Using the text about the Battle of Krosno, list each act by the Swedes that turned Krosno's residents against them.

**Extract provided:**
++++++

Commanders and leaders
- Gabriel Wojniłłowicz: Aleksander Pracki

= Battle of Krosno =

1655 battle

The Battle of Krosno on December 7, 1655. Polish-Lithuanian Commonwealth forces under the command of Gabriel Wojniłłowicz defeated the Swedish forces, supported by their Polish allies under Colonel Aleksander Pracki. The battle was regarded as a symbol of Polish resistance to the Swedes, as it was first Polish victory since the Swedish invasion in the Summer of 1655.

In November 1655, when Swedish forces reached Krosno, the town opened its gates to them. The sejmik of the Przemysl Land, which convened here, pledged allegiance to Charles Gustav. Soon afterwards, however, the residents of Krosno turned against the Swedes, who looted, plundered, murdered people and burned houses. Organized by Colonel Gabriel Wojniłłowicz, they renounced their pledge and attacked the Swedish garrison, together with their Polish allies. The surprised Swedes lost the battle, and the Poles recaptured the town. The people who had pledged allegiance to Charles, together with Pracki, were hanged in the market square, while Wojniłłowicz with his unit headed towards Biecz and Nowy Sącz.

++++++

**Provided data:**
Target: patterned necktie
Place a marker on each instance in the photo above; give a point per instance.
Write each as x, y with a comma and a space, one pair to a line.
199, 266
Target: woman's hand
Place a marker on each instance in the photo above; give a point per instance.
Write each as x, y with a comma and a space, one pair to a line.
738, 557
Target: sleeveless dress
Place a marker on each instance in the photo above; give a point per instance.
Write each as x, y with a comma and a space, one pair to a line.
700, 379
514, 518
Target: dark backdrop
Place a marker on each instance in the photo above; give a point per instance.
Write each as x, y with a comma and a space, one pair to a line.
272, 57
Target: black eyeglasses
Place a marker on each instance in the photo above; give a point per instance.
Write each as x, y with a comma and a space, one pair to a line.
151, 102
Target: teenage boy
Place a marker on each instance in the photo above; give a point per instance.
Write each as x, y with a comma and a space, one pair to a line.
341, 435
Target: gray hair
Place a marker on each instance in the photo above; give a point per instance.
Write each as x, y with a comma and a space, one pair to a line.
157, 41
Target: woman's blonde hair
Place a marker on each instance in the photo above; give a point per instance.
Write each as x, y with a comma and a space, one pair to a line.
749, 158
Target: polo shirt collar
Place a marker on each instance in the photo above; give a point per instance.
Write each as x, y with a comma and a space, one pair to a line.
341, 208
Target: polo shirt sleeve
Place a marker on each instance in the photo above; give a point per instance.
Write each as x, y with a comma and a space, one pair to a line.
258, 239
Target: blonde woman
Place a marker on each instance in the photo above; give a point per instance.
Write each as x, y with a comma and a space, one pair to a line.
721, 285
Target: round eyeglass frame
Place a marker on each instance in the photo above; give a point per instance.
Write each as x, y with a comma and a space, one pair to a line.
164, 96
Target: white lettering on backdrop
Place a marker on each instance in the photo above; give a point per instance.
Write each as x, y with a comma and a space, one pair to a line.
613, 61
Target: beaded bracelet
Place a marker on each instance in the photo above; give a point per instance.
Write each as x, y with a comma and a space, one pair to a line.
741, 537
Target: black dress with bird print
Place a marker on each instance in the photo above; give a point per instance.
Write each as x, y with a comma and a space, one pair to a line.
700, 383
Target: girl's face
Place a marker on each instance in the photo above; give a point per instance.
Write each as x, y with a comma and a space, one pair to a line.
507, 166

++++++

**Task output:**
- Looted
- Plundered
- Murdered people
- Burned houses